Required work:
a) Using the blockchain text, explain why many members holding their own copies of the ledger does not make it easier to doctor figures.
b) According to the blockchain text, what is the members' agreement on every new block called?
c) Retype the blockchain text from "The hash pointer is" up to and including "opposite is true.", word for word.
---------- Text section
3. The Cryptography Involved
Every hash pointer is a unique, alphanumeric code dozens of characters long, which acts as a kind of fingerprint identification. True, it looks like a chaotic jumble of letters and numbers, but in fact, it is cryptography at its best.
Make any change to these details, and the block automatically becomes new. That results in a completely new hash being created to identify it, which means it no longer corresponds with the hash pointer of the next block.
The hash pointer is crucial to the security of the Blockchain system. Why? It provides a clear link to the previous block in the chain. So, the sequence can never be altered, and changes can never be made without disrupting the entire chain.
4. Blockchains Rely On Consensus
Finally, no Blockchain is an island. In fact, it operates within a network, often numbering in the thousands. Each one of these members has copies of the Blockchain that automatically updates whenever a transaction takes place. They have open and full access so absolutely nothing is secret.
Now, you might think having so many individual members with their own copies of a ledger would only make it easier to doctor figures and make amendments. In fact, the opposite is true.
Because the network allows individuals to continually communicate with each other, isolated changes stick out and discrepancies are easily discovered. As long as every new block is agreed upon by the members, the Blockchain is fine. This agreement is called, the Consensus.
The days of coin-biting may be over, but the need for certainty is alive and well. With the Blockchain, certainty in the virtual financial worlds over digital currencies can at least be enjoyed.
--------------------
---------- Recorded information
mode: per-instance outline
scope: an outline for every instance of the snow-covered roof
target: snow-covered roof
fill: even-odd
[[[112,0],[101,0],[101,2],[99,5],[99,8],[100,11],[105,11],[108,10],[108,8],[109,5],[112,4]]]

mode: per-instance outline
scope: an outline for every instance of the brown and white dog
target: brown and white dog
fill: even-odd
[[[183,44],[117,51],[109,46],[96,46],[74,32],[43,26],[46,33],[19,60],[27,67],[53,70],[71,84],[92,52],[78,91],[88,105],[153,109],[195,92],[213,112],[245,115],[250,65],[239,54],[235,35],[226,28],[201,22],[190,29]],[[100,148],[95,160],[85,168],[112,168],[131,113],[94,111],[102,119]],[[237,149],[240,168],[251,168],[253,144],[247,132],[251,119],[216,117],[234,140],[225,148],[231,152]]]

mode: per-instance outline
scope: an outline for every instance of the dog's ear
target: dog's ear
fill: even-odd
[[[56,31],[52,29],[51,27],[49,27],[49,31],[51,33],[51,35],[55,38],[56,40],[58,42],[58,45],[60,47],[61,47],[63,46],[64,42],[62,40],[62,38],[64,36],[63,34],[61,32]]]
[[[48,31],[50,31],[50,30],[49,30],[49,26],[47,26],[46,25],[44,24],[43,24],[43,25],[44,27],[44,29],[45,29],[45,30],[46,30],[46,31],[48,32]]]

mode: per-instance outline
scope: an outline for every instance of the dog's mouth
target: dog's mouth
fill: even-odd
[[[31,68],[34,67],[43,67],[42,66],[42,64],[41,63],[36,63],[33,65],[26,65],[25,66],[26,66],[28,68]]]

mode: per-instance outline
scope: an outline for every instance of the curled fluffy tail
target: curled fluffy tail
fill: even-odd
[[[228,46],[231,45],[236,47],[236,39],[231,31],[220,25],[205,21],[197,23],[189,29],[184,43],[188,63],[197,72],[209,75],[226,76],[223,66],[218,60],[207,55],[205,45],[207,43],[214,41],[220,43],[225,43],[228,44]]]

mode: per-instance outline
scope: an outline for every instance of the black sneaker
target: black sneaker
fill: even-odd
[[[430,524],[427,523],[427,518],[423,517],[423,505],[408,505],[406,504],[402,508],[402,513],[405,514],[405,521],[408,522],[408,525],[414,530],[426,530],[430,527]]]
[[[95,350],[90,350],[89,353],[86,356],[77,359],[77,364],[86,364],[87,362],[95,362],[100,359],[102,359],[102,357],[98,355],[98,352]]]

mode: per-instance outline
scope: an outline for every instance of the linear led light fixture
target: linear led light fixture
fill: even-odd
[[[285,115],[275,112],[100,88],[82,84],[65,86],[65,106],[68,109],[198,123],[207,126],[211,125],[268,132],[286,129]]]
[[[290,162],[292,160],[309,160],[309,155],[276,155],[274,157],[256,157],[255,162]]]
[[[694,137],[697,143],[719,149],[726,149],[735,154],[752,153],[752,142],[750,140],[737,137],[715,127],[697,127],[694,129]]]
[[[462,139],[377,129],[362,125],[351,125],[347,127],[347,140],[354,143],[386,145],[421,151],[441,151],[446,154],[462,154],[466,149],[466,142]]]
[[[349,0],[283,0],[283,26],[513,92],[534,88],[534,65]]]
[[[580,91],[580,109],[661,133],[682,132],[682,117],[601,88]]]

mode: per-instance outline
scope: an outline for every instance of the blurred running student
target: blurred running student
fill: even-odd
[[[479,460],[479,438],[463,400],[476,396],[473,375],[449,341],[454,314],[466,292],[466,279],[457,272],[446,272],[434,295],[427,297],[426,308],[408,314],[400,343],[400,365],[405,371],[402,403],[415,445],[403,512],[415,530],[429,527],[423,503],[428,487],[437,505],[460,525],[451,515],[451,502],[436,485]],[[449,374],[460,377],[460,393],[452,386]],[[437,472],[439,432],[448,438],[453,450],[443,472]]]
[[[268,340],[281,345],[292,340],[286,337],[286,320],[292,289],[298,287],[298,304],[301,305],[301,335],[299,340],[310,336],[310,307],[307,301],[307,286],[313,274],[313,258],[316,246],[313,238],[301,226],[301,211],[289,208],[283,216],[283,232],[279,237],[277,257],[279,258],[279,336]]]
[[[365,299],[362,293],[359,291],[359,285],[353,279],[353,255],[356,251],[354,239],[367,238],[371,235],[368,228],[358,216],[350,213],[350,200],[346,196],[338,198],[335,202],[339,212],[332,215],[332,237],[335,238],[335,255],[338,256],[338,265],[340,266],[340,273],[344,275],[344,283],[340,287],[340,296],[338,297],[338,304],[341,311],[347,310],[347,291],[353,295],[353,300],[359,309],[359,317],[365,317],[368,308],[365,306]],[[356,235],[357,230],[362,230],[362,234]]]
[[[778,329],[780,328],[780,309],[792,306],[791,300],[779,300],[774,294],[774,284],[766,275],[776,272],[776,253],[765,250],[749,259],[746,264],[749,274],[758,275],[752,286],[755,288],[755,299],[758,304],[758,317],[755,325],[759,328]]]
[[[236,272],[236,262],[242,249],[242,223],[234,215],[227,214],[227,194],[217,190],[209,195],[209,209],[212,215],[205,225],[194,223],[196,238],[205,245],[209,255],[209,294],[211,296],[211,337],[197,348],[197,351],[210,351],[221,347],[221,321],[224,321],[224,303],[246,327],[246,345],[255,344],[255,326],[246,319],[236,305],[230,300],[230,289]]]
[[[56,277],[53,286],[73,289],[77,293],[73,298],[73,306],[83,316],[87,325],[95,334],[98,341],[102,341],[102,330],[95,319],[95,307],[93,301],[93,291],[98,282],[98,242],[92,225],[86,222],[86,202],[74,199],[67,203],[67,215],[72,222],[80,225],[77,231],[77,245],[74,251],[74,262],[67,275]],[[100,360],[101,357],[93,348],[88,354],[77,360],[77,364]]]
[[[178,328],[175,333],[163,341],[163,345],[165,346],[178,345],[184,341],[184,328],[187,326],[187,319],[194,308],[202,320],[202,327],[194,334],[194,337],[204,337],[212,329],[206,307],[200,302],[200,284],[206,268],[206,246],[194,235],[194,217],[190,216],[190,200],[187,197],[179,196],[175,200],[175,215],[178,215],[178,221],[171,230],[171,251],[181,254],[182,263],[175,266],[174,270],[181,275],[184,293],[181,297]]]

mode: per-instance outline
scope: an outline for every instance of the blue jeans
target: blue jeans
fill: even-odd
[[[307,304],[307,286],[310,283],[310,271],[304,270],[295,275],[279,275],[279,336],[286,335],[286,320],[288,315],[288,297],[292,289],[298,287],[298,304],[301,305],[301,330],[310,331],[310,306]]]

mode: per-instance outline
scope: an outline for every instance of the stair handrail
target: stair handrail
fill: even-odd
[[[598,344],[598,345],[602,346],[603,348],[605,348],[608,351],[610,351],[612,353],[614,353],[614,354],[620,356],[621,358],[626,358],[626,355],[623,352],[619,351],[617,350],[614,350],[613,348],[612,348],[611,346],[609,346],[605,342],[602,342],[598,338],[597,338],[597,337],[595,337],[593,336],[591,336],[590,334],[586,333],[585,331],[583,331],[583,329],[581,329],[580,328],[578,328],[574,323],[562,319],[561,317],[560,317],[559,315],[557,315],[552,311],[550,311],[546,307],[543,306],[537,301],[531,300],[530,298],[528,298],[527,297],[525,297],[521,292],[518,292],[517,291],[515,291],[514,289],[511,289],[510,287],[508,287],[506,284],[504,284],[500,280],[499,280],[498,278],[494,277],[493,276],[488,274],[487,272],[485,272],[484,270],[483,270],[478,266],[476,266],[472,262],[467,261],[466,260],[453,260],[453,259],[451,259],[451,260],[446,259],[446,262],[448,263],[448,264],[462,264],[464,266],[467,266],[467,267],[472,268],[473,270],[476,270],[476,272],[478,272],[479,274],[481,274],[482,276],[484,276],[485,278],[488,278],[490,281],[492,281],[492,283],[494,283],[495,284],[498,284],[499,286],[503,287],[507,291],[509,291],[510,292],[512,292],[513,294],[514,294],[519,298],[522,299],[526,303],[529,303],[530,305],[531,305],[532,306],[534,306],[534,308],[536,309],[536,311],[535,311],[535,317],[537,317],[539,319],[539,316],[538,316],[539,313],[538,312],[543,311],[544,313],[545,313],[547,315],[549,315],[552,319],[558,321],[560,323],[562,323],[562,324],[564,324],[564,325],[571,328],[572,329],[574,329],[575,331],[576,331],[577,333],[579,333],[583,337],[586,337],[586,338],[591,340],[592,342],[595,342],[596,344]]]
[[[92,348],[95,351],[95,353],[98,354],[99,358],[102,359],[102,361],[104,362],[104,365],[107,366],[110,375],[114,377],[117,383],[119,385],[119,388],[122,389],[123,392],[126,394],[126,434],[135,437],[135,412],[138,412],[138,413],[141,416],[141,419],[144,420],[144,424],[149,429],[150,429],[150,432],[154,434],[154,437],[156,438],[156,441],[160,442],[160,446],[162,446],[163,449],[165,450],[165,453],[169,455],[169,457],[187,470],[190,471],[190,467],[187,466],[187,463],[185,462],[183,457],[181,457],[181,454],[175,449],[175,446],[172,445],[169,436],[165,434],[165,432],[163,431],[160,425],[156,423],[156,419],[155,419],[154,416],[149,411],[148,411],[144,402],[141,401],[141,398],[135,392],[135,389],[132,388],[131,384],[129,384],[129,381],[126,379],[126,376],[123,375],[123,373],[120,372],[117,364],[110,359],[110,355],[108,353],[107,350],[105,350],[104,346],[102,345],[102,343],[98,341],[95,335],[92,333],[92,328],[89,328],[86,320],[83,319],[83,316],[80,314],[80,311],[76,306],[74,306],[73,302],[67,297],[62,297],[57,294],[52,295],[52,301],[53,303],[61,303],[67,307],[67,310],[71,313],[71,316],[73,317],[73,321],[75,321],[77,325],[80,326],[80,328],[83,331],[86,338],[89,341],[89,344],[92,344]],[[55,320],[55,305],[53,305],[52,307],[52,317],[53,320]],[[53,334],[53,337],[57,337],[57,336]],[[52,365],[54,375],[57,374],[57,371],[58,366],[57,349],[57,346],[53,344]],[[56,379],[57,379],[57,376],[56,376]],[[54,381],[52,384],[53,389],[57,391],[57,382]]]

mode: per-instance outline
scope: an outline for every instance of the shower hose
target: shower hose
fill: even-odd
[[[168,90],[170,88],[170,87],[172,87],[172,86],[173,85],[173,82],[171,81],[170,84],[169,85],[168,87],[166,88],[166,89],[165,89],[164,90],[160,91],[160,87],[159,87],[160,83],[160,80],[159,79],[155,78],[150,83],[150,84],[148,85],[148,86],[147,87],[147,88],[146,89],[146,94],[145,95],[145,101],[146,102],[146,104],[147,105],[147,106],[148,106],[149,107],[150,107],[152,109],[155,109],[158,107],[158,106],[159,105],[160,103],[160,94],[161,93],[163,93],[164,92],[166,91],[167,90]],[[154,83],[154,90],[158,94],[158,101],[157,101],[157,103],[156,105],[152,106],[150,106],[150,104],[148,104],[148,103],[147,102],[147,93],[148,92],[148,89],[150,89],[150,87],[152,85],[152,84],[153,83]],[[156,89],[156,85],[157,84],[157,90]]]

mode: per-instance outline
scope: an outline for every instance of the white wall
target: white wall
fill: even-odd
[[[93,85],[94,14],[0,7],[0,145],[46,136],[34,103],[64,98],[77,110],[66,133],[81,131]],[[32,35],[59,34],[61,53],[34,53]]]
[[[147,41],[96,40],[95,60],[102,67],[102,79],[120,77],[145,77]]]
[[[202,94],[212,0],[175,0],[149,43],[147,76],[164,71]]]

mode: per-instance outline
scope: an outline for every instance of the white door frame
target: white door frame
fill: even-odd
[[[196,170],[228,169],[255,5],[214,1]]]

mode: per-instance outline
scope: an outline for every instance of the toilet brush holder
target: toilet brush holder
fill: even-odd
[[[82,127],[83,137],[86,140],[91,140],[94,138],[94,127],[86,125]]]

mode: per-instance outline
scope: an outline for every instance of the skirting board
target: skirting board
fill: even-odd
--------------------
Answers per task:
a) The members of the network can continually communicate with each other, so isolated changes stick out and discrepancies are easily discovered. The opposite is true: the Blockchain stays fine as long as every new block is agreed upon by the members.

b) It is called the Consensus.

c)
The hash pointer is crucial to the security of the Blockchain system. Why? It provides a clear link to the previous block in the chain. So, the sequence can never be altered, and changes can never be made without disrupting the entire chain.
4. Blockchains Rely On Consensus
Finally, no Blockchain is an island. In fact, it operates within a network, often numbering in the thousands. Each one of these members has copies of the Blockchain that automatically updates whenever a transaction takes place. They have open and full access so absolutely nothing is secret.
Now, you might think having so many individual members with their own copies of a ledger would only make it easier to doctor figures and make amendments. In fact, the opposite is true.